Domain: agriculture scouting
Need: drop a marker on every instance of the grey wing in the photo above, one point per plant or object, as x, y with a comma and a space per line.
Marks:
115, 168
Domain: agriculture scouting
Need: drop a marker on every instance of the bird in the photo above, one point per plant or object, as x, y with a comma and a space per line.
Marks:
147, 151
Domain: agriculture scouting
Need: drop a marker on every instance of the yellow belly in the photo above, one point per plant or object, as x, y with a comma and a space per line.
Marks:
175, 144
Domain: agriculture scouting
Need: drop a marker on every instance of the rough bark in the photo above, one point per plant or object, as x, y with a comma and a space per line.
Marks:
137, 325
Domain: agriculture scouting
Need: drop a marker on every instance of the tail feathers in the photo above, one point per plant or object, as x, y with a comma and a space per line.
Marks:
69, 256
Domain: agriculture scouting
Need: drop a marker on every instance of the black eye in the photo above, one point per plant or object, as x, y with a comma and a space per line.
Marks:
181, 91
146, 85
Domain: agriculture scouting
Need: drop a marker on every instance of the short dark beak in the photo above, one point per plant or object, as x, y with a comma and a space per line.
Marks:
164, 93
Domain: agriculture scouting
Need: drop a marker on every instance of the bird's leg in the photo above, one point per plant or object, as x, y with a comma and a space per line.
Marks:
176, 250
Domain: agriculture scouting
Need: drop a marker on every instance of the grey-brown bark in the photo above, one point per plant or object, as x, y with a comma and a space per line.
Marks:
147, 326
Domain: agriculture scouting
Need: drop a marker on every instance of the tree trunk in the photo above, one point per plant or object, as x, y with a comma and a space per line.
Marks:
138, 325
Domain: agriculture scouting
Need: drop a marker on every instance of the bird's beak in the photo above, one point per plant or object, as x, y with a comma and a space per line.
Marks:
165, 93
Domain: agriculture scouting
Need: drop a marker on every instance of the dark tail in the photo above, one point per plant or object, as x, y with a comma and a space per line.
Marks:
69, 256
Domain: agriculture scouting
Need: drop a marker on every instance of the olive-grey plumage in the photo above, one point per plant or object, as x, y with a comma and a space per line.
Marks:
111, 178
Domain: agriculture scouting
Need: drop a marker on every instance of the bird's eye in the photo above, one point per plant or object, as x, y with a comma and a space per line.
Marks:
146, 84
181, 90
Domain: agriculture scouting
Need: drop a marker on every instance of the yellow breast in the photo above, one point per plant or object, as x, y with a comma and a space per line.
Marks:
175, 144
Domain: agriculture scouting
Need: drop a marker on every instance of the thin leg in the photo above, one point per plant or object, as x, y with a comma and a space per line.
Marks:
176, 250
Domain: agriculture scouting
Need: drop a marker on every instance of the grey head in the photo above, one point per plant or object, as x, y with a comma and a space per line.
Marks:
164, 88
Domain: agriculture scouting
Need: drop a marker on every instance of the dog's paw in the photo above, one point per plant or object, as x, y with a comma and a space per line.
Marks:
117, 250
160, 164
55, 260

==================================================

Retype the entries one by one, exactly.

Domain: agriculture scouting
Need: drop a marker on every instance of the grey wing in the photo above, one point per plant or object, as x, y with a comma and a space per line.
Marks:
115, 168
Domain: agriculture scouting
Need: drop a marker on every instance of the bird in the photo above, one point per plant or object, as x, y with a comma and a space per line.
Marks:
147, 151
Domain: agriculture scouting
Need: drop a marker on every instance of the yellow belly in the photo above, one point per plant or object, as x, y with a comma and a space per line.
Marks:
175, 144
Domain: agriculture scouting
Need: drop a marker on every instance of the rough bark in the photo above, one point per plant or object, as x, y with a comma and a space per line.
Marks:
137, 325
Domain: agriculture scouting
Need: drop a marker on every instance of the tail feathers in the photo above, one point per plant or object, as x, y with a comma and a space per line.
Marks:
69, 256
Domain: agriculture scouting
Need: drop a marker on every instance of the black eye in the photo above, one point per plant or object, as x, y with a comma and a space per line.
Marks:
181, 91
146, 85
Domain: agriculture scouting
Need: drop a marker on every instance of the short dark beak in the photo above, one point per plant or object, as x, y with a comma and a space per line.
Marks:
164, 93
Domain: agriculture scouting
Need: drop a marker on every instance of the bird's leg in the photo above, one point per plant or object, as x, y with a comma and a space per line.
Marks:
176, 250
Domain: agriculture scouting
Need: drop a marker on every instance of the grey-brown bark in the photo above, one point per plant or object, as x, y with a comma and a space per line.
Marks:
147, 326
Domain: agriculture scouting
Need: drop a marker on every instance of the tree trunk in the photo above, one point per plant or object, as x, y with a comma and a space per line.
Marks:
138, 325
Domain: agriculture scouting
Need: drop a marker on every instance of the bird's beak in the photo above, one point per plant or object, as x, y with a comma and a space per line.
Marks:
165, 93
Domain: agriculture scouting
Need: drop a marker on every instance of the dark tail in the photo above, one point per plant or object, as x, y with a comma and a space per line.
Marks:
69, 256
Domain: agriculture scouting
Need: drop a marker on every instance of the olive-grey plumage in the photo above, one point per plant or object, as x, y with a comma and a space per line.
Marks:
111, 178
Domain: agriculture scouting
Need: drop a marker on every instance of the bird's eye in the photo above, one point per plant or object, as x, y with a comma and a space per line.
Marks:
146, 84
181, 90
Domain: agriculture scouting
Need: drop a marker on every instance of the yellow breast in the photo above, one point per plant or object, as x, y with a comma and a space per line.
Marks:
175, 144
Domain: agriculture scouting
Need: drop a marker on every instance of the thin leg in the photo above, one point per plant or object, as x, y with a comma and a space per line.
Marks:
176, 250
Domain: agriculture scouting
Need: drop a marker on every instance of the grey head in the photo above, one point per plant or object, as x, y with a comma and a space per line.
Marks:
164, 88
Domain: agriculture scouting
Need: drop a marker on every instance of the dog's paw in the photo above, one point per plant or object, as x, y with a comma and a space per line.
Marks:
117, 250
160, 164
55, 260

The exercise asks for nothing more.